» Document text
>> Begin

JGS: The experience of inhabiting the border has been a central theme in your practice. Despite the fact that this project arose from your research into Chinese immigration in the context of the western border between Mexico and the United States, perhaps it marks a turn in your production in which the experience of the border appears in an expanded dimension of ambiguity, not just in terms of territorial limits, but encompassing other interstices and liminalities as well. How would you situate the video Fong in relation to these prior explorations of the becoming of the border?

CPF: I work with images, ideas or situations that intrigue me, that have something enigmatic about them. I’m interested in multiple temporalities, it could be something that already happened and yet it has left behind a wake to our day. My work often involves autobiographical experiences, sometimes on the border or somewhere else; it’s a recurring procedure to approach events that I consider important for reading the present. Sometimes, my work doesn’t involve a resolution, but instead complicates any understanding of my autobiography. This happened with the video Fong.

>> End

» Extracted records
>> Begin

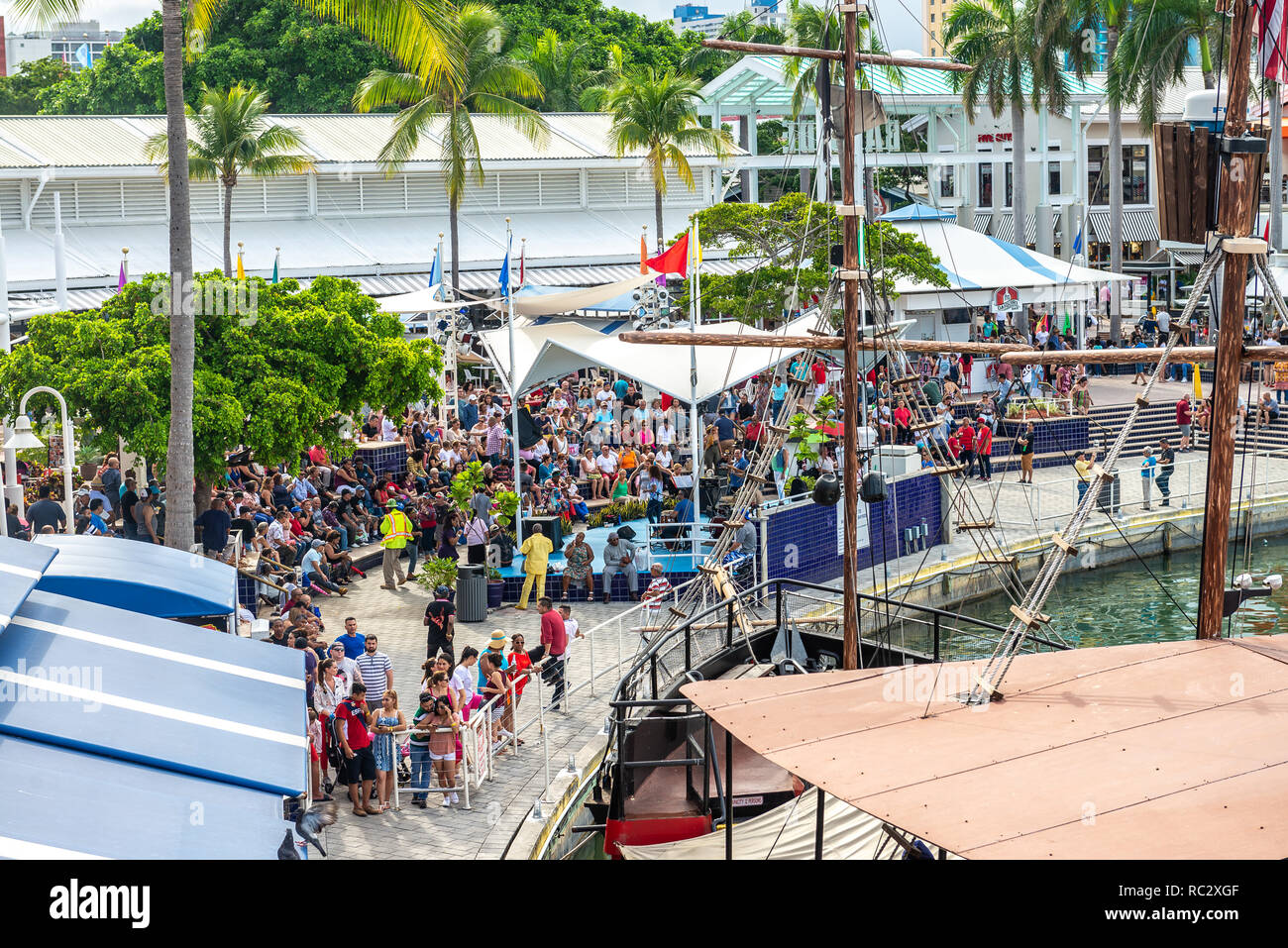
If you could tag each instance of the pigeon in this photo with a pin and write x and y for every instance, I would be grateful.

>> End
>> Begin

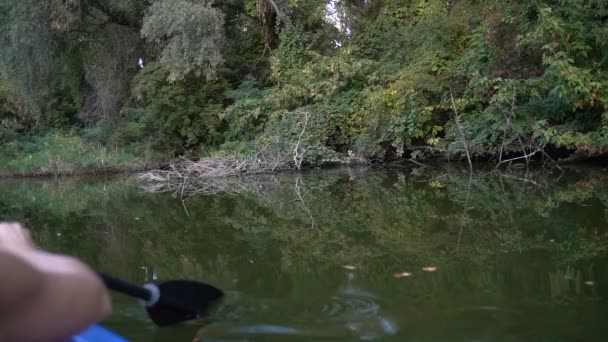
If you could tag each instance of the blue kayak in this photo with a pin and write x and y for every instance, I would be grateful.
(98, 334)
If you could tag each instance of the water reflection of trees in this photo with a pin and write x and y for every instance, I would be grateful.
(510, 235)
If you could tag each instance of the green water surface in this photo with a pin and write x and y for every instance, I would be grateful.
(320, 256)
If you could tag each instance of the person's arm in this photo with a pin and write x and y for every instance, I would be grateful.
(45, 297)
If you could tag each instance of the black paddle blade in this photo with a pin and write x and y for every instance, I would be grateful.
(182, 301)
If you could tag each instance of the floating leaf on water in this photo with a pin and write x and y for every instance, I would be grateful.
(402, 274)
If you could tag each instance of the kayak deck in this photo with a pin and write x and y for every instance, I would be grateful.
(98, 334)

>> End
>> Begin

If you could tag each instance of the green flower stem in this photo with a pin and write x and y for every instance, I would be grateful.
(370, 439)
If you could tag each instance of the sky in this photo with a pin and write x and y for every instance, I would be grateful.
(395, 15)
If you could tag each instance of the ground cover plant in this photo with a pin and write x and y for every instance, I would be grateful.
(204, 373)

>> End

» What you need to do
Revise the interview passage, starting at "CPF: I work" and ending after "the video Fong.", so that "enigmatic" becomes "mysterious". The records come from a different source than the interview.

» Written solution
CPF: I work with images, ideas or situations that intrigue me, that have something mysterious about them. I’m interested in multiple temporalities, it could be something that already happened and yet it has left behind a wake to our day. My work often involves autobiographical experiences, sometimes on the border or somewhere else; it’s a recurring procedure to approach events that I consider important for reading the present. Sometimes, my work doesn’t involve a resolution, but instead complicates any understanding of my autobiography. This happened with the video Fong.